Set tasks:
1. Translate this sentence from the keyword extraction passage into Spanish: "Keyword extraction allows companies to obtain the most important words from huge documents in a very short amount of time."
2. Extend the passage on keyword extraction in Python by writing what comes next after its final sentence.
# start of Text passage
Keyword Extraction in Python
Big data refers to a large and diverse amount of information that is continually growing - in terms of size, scope, and complexity. As more and more business activities are digitized, massive amounts of data get generated. Data comes from various sources such as social media, transactions, machines (sensors and IoT devices), web, etc. Because of the sheer amount of data, it becomes impossible for humans to manually analyze and extract valuable information from this massive dataset. An automated method to accomplish this is imperative and is called Keyword Extraction. <!--more-->
What is Keyword Extraction?
Keyword extraction is a text analysis technique in which we automatically extract the most relevant words and expressions from the text in a given document. It can help us analyze large amounts of data by summarizing the content of the text and making it concise by identifying the main topics being discussed. This makes it highly scalable and efficient in analyzing large amounts of data.
Keyword extraction allows companies to obtain the most important words from huge documents in a very short amount of time. This allows them to obtain insights on the topics their customers are interested in or reviews on their products.
# end of Text passage
# start of Dataset content
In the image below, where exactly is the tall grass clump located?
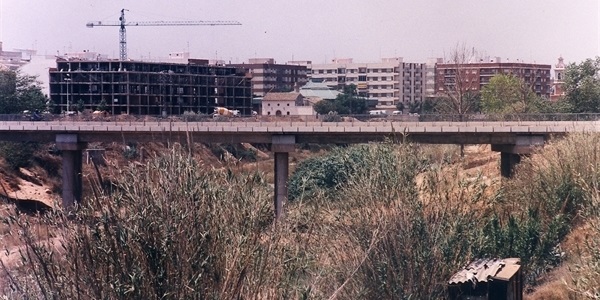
[482,134,600,284]
[4,150,313,299]
[292,144,485,299]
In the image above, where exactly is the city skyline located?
[0,0,600,64]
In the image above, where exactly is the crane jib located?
[85,9,242,60]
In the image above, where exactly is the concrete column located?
[271,135,296,220]
[492,135,545,178]
[56,134,85,210]
[500,152,521,178]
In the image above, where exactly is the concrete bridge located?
[0,119,600,217]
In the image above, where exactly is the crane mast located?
[86,9,242,61]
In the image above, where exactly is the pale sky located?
[0,0,600,64]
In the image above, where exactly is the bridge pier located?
[492,135,544,178]
[271,135,296,220]
[56,134,86,210]
[500,152,521,178]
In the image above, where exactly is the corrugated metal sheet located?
[448,258,521,284]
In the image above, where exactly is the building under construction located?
[50,59,252,116]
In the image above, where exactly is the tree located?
[0,70,48,114]
[481,74,538,114]
[313,84,368,115]
[564,57,600,113]
[396,101,404,111]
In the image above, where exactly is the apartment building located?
[309,57,425,108]
[228,58,308,97]
[435,58,552,98]
[49,59,252,115]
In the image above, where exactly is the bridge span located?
[0,119,600,217]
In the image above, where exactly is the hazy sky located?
[0,0,600,64]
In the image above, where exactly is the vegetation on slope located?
[5,135,600,299]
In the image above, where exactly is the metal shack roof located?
[448,258,521,284]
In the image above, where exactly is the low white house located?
[262,92,315,116]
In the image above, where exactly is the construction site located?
[50,59,252,116]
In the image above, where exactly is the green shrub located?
[5,151,315,299]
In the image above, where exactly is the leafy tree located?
[408,100,421,114]
[313,84,368,115]
[564,57,600,113]
[0,70,48,114]
[481,74,538,114]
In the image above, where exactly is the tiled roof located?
[263,92,302,101]
[448,258,521,284]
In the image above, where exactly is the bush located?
[5,151,314,299]
[0,142,40,170]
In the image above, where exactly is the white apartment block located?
[308,57,425,109]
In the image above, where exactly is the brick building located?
[435,59,552,98]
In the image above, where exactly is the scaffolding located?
[50,60,252,116]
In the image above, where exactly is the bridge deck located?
[0,121,600,143]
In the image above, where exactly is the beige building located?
[308,57,425,109]
[229,58,308,97]
[262,92,315,116]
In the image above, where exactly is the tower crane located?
[86,9,242,61]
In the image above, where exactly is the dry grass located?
[3,136,600,299]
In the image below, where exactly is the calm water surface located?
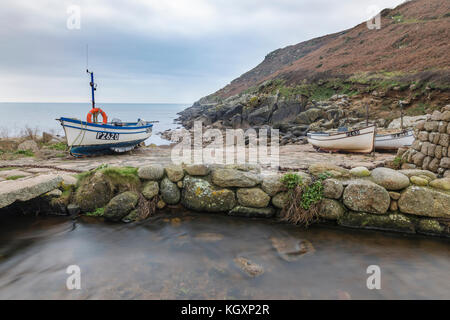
[0,213,450,299]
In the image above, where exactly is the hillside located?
[178,0,450,143]
[214,0,450,98]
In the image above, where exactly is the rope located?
[68,120,87,158]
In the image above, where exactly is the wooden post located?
[398,101,403,131]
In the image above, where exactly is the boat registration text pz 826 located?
[96,132,119,140]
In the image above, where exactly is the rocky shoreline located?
[0,163,450,237]
[173,81,432,145]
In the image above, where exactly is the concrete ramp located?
[0,174,63,208]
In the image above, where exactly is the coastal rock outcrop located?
[138,164,164,180]
[160,178,181,204]
[343,180,391,214]
[142,181,159,200]
[0,174,63,208]
[371,168,409,191]
[236,188,270,208]
[103,191,139,221]
[211,169,261,188]
[398,186,450,218]
[74,172,114,212]
[181,176,236,212]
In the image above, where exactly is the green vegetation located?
[281,173,302,190]
[77,164,141,190]
[391,14,404,23]
[85,208,105,217]
[244,96,259,110]
[6,175,25,180]
[0,167,18,171]
[48,142,67,151]
[14,150,34,157]
[392,156,406,170]
[300,173,331,210]
[281,173,330,226]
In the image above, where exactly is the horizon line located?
[0,101,193,105]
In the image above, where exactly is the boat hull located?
[58,118,153,154]
[308,126,375,153]
[375,130,414,150]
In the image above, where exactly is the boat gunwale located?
[308,131,374,141]
[56,117,153,130]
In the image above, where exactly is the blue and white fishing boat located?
[57,70,156,156]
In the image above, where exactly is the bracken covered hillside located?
[178,0,450,143]
[214,0,450,98]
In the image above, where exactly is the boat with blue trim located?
[56,70,156,156]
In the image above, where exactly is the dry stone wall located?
[402,105,450,177]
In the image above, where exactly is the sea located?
[0,102,191,145]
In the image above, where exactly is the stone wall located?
[402,105,450,177]
[57,163,450,236]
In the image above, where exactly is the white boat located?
[57,117,153,156]
[308,126,375,153]
[375,130,414,150]
[56,70,156,156]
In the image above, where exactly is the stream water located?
[0,213,450,299]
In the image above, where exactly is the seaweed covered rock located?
[164,165,184,182]
[308,162,350,178]
[142,181,159,200]
[398,186,450,218]
[261,174,285,197]
[372,168,409,191]
[228,206,275,218]
[272,192,289,209]
[236,188,270,208]
[318,199,345,220]
[343,179,390,214]
[160,178,181,204]
[338,212,415,233]
[74,172,114,212]
[211,169,261,188]
[350,167,370,178]
[322,179,344,199]
[74,167,141,212]
[103,191,139,221]
[181,176,236,212]
[184,164,209,176]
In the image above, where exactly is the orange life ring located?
[87,108,108,124]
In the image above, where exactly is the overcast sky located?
[0,0,403,103]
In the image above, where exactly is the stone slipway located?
[0,174,63,208]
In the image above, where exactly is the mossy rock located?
[338,212,415,233]
[103,191,139,221]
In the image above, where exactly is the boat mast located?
[398,100,403,131]
[86,69,97,108]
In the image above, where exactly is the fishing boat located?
[308,125,376,153]
[375,130,414,150]
[56,70,156,156]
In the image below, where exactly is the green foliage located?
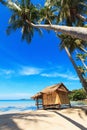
[69,89,87,101]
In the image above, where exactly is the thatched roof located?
[32,83,69,99]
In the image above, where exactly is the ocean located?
[0,99,36,112]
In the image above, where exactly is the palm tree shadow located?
[53,111,87,130]
[0,114,22,130]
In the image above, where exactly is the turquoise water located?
[0,99,36,112]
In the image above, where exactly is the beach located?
[0,108,87,130]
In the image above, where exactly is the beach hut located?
[32,83,70,109]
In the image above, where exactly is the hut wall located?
[43,92,60,105]
[58,92,69,104]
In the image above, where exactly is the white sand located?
[0,108,87,130]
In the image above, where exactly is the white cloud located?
[41,73,79,80]
[19,66,42,75]
[0,93,33,99]
[0,69,14,76]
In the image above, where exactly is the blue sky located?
[0,1,81,99]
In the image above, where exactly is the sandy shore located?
[0,108,87,130]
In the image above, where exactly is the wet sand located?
[0,108,87,130]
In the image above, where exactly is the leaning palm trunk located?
[64,46,87,93]
[0,0,87,41]
[26,20,87,41]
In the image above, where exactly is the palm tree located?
[58,35,87,92]
[2,0,41,42]
[1,0,87,42]
[55,0,87,92]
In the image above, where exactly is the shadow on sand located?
[52,111,87,130]
[0,112,53,130]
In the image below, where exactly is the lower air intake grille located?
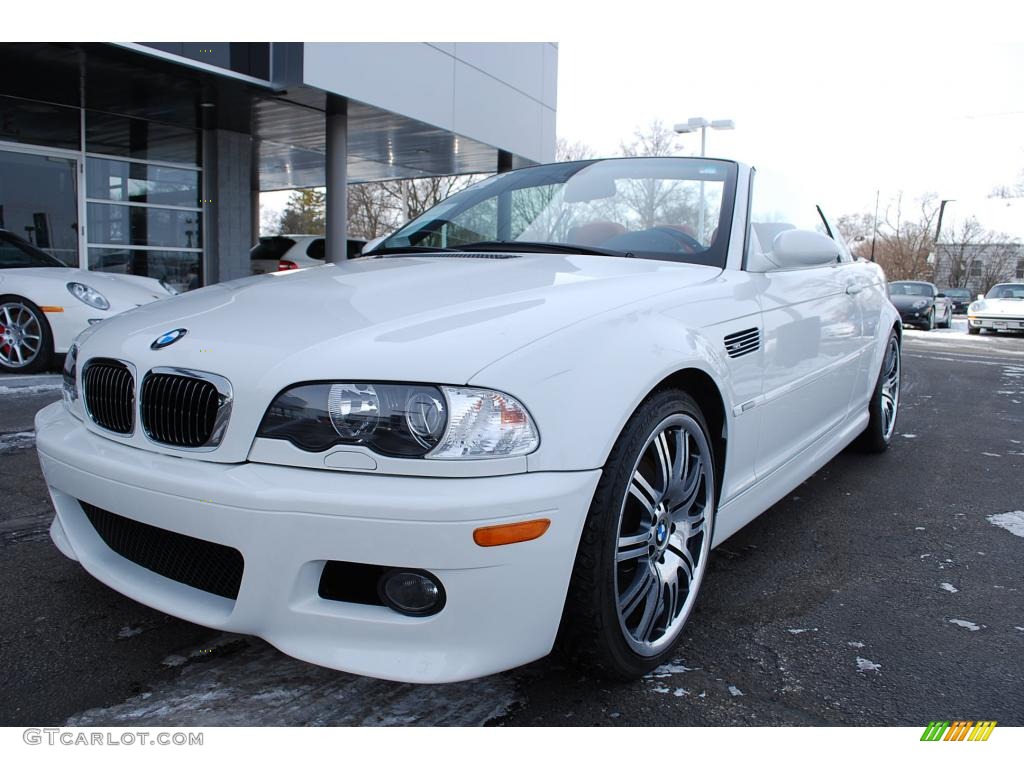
[140,373,221,447]
[724,328,761,357]
[79,502,245,600]
[82,357,135,434]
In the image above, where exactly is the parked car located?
[36,158,901,683]
[967,283,1024,334]
[939,288,971,314]
[889,280,953,331]
[249,234,367,274]
[0,229,175,374]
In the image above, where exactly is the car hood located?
[889,294,932,309]
[0,267,168,309]
[976,299,1024,317]
[79,254,720,386]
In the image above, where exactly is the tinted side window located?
[749,169,831,259]
[306,238,324,261]
[249,238,295,261]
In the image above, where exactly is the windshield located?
[889,283,934,298]
[374,158,736,267]
[0,229,68,269]
[985,283,1024,299]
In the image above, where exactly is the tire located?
[859,330,903,454]
[0,294,53,374]
[557,389,716,680]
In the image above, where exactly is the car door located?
[749,180,863,479]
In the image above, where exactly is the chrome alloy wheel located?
[0,301,43,368]
[880,335,900,442]
[615,414,715,656]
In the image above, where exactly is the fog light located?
[378,569,444,616]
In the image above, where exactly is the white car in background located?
[249,234,366,274]
[0,229,176,374]
[36,158,902,683]
[967,283,1024,334]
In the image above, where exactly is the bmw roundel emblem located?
[150,328,188,349]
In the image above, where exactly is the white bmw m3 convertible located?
[36,158,901,682]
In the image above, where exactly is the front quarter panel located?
[470,270,761,507]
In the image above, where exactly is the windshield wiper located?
[366,246,465,256]
[461,240,634,259]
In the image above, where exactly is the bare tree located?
[979,243,1021,293]
[618,120,682,158]
[874,193,938,280]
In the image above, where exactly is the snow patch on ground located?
[985,509,1024,538]
[857,656,882,672]
[644,659,697,680]
[0,430,36,454]
[949,618,985,632]
[68,635,519,728]
[0,382,61,394]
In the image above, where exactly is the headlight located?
[68,283,111,309]
[257,382,540,459]
[60,344,82,419]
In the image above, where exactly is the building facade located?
[0,43,558,290]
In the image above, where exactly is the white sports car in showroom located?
[0,229,176,374]
[967,283,1024,335]
[36,158,901,682]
# end of Dataset content
Answers given:
1. La extracción de palabras clave permite a las empresas obtener las palabras más importantes de documentos enormes en muy poco tiempo.

2.
A lot of the data we generate is unstructured ― meaning it is disorganized and does not conform to any model or arrangement and is hard to analyze and process. Keyword extraction can help users find relevant words in new articles, papers, or journals, etc., without having to read the whole document manually. In this article, we are going to look at one such technique used to extract keywords, called TF-IDF (Term Frequency-Inverse Document Frequency).
Preprocessing
The input or raw text data needs to be parsed and cleaned. Tokenization is the process of splitting a sequence of text (sentence) into pieces, called tokens (a single word), and discard certain unwanted characters, such as punctuations, unwanted symbols, numbers, etc. Once the data is cleaned and tokenized, the TF-IDF scores for the words in the data are calculated. The higher the TF-IDF score, the more important is the word.
TF-IDF is a mathematical score that tells us how important a word is in a piece of text or document. This is done by multiplying how many times a word appears in a document (TF) with the inverse document frequency of the word across a set of sentences.
Term Frequency (TF)
Term frequency measures how frequently a term occurs in a text. The term frequency is often divided by the text length (the total number of words) as a way of normalization. The TF-formula is the ratio of a term’s occurrences in a document and the total number of words within the same document.
TF(w) = (Number of times w appears in the text) / (Total number of words in the document)
Inverse Document Frequency (IDF)
IDF measures how important a word is in a given text. All the words in the text are considered equally important in TF. However, a lot of words in the text such as "is", "of", etc., are abundant but are not important. Therefore, we need to give less weight to these frequent terms and increase the weight given to rare words. IDF is used to calculate the weight of rare words across all sentences in the text. The words that occur rarely in the text have a high IDF score.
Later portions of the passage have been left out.